• [JOB]:
Answer these questions from the toilet repair text below, one answer per line, marked the same way.
(a) How much slack should the lift chain have when adjusted?
(b) Which three parts do modern kits combine in a single plastic unit?
(c) What is the remedy when the flapper's rubber is old and cracked?

• [READING PASSAGE]:
○ ○ ○ ○

Once you determine which problem you have, look for the corresponding fix below.
Note: Very old toilets may use a tank ball with lift rod rather than a flapper and lift chain to seal the flush valve opening. If this is your situation, consider replacing the flush valve unit with a more modern assembly. Modern kits offer a single piece that includes the flush valve, the refill tube, and flapper all in a single plastic unit.
If You Have to Hold the Lever Down Completely to Flush the Toilet
One of the most common toilet problems is having to hold the flush lever down to flush the toilet. Fortunately, this is an easy fix.
The problem is caused by too much slack in the lifting chain that connects the flush lever to the flapper. When the chain has too much slack, it cannot lift the flapper high enough to allow the full amount of water to flow down through the flush valve; it closes prematurely, thereby stopping the flush.
To fix this problem, simply adjust the chain length so there is about 1/2 inch of slack. If the leftover chain hangs down too far and interferes with any part, trim the length of the leftover chain.
If the Toilet Continues to Run After It Flushes
Sometimes water in the toilet tank will continue to flow even after the flush is completed. The problem is annoying, and it can be a tremendous waste of hundreds of gallons of water if it isn't fixed.
This usually is caused by another issue with the flapper. When the flapper doesn't tightly reseal against the flush valve, water will continue to flow down into the toilet bowl. Because the water level in the tank never reaches the level necessary to shut off the water supply valve (ballcock), fresh water continues to enter the tank endlessly.
There are several different fixes you can try here:
- Make sure the lift chain is not so long that it pinches between the flapper and the flush valve. If it is, water will leak down into the toilet bowl after the flush. Shorten the chain slightly so it doesn't get pinched beneath the flapper.
- Make sure the flapper is properly aligned so it seals correctly against the flush valve opening. You may be able to make small adjustments to the flapper that magically stop the leaking.
- If the rubber of the flapper is old and cracked, it will be unable to seal the flow of water into the tank. In this case, you'll need to replace the flapper. Or, you can replace the entire flush valve/flapper assembly with a convenient repair kit.

○ ○ ○ ○

• [ENTRIES SUPPLIED]:
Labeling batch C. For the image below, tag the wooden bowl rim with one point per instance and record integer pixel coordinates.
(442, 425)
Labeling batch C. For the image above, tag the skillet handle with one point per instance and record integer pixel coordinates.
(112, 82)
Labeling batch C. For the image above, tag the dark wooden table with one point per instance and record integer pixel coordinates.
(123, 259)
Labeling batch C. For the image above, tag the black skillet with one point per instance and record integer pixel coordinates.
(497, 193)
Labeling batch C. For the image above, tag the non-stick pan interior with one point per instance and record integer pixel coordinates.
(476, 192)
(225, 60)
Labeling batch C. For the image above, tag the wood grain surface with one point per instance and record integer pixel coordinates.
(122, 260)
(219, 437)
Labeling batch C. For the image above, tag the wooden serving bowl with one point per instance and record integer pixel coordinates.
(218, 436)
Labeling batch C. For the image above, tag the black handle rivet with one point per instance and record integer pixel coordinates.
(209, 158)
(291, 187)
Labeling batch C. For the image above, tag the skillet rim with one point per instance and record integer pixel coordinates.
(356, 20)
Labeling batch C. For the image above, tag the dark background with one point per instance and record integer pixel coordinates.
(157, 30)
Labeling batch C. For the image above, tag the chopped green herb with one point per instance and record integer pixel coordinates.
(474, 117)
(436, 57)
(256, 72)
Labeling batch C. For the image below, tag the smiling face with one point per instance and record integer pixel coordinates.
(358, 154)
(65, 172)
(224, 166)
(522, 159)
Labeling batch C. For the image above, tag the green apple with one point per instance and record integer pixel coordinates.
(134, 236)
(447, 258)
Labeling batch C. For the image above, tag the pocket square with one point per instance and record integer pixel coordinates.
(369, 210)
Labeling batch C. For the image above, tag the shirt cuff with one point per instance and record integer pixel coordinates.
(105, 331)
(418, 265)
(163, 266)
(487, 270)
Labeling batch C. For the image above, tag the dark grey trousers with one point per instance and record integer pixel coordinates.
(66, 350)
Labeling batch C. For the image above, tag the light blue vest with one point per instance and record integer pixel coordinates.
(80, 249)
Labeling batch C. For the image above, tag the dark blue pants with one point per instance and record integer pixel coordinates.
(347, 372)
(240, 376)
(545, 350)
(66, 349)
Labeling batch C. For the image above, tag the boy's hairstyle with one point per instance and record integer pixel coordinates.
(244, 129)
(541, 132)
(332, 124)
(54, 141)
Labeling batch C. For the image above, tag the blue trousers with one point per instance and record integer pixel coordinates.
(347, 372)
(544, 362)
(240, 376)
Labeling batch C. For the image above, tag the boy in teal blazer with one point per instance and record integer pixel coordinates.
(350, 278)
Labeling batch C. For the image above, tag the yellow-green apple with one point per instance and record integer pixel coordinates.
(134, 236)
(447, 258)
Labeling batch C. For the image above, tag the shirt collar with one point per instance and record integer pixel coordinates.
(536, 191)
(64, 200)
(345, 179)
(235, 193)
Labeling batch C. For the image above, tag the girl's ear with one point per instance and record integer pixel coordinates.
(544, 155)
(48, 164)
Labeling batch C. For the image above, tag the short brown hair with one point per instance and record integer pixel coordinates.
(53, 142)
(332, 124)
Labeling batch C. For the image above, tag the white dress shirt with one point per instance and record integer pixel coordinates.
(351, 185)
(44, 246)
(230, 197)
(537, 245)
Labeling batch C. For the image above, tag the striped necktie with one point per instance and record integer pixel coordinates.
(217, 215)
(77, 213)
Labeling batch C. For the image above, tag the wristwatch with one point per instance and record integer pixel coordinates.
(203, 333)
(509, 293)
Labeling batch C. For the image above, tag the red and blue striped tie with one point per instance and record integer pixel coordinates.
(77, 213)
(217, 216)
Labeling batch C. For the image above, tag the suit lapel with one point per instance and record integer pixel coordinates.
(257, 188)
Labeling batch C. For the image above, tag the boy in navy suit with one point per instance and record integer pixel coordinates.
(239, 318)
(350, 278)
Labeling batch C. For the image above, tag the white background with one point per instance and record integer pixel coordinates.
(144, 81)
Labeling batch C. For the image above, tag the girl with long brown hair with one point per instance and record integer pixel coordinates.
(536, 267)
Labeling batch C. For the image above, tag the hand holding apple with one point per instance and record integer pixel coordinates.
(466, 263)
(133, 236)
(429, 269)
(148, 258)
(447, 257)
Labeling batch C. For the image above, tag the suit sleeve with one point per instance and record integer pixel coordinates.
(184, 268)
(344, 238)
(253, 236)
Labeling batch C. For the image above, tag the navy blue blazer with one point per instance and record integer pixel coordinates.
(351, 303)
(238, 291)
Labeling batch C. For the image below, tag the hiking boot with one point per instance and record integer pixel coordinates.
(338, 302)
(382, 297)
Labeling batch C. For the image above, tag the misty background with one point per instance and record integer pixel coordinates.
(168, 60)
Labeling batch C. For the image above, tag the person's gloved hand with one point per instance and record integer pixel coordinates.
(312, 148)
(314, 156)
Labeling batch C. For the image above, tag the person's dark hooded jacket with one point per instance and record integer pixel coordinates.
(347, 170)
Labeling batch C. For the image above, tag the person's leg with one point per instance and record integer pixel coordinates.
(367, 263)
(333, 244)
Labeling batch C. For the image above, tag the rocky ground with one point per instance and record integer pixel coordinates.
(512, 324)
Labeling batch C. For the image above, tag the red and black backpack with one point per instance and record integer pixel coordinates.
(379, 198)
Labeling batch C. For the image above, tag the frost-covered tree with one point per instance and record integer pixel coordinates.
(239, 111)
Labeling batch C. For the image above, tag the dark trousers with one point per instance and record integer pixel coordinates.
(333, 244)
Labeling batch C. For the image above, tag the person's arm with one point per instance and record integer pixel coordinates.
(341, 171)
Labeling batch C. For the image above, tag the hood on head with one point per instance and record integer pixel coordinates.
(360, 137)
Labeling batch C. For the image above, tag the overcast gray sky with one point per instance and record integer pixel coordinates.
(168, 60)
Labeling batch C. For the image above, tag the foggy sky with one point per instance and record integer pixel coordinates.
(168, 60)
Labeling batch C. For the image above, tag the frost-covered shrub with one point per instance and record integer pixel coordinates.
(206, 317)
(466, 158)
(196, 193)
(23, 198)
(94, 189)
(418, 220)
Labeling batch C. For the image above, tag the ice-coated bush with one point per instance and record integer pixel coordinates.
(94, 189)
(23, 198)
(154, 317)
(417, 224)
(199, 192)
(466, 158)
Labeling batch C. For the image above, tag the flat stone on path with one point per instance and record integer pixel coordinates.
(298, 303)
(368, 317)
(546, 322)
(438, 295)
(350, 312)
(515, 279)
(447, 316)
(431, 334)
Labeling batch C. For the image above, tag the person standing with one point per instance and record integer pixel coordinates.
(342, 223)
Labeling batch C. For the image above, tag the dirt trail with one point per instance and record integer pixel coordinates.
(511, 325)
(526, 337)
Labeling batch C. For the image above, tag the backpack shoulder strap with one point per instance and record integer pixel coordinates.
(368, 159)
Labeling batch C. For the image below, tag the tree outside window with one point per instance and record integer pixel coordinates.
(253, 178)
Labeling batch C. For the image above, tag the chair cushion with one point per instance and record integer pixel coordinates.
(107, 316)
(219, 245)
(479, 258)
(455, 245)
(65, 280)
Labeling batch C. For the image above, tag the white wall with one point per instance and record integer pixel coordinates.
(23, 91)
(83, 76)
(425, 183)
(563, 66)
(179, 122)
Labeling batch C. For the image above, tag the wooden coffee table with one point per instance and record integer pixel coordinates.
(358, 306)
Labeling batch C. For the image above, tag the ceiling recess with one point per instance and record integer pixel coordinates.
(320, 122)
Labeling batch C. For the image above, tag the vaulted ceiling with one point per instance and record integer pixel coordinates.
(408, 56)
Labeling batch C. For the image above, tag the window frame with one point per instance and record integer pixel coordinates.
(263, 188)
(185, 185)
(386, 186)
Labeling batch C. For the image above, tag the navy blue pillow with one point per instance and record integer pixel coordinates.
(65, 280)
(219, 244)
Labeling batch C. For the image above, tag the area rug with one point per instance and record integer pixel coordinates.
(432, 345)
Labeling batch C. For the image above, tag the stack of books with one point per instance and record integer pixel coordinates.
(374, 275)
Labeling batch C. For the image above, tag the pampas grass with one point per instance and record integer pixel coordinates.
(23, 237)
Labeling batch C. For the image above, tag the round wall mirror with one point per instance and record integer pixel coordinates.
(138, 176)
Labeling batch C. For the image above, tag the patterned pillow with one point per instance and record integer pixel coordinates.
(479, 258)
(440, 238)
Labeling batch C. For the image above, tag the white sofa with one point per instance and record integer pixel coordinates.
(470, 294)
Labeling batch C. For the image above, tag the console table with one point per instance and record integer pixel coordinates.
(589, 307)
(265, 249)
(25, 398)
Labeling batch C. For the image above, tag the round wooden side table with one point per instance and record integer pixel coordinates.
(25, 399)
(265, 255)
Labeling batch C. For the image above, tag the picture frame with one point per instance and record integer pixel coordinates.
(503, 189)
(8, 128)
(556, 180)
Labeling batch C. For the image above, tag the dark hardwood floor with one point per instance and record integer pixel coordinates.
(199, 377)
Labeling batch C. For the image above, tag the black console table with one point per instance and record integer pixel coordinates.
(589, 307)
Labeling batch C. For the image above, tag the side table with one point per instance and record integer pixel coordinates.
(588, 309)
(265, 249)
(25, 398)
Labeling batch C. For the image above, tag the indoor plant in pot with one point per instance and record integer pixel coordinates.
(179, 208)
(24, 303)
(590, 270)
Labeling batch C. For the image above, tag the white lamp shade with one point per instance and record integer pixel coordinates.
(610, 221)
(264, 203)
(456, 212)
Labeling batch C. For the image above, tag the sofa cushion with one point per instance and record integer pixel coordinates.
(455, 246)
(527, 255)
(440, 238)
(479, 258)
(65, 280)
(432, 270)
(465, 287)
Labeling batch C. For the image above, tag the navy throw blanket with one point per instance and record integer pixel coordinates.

○ ○ ○ ○

• [THE RESULT]:
(a) About 1/2 inch.
(b) The flush valve, the refill tube, and the flapper.
(c) Replace the flapper, or replace the entire flush valve/flapper assembly with a repair kit.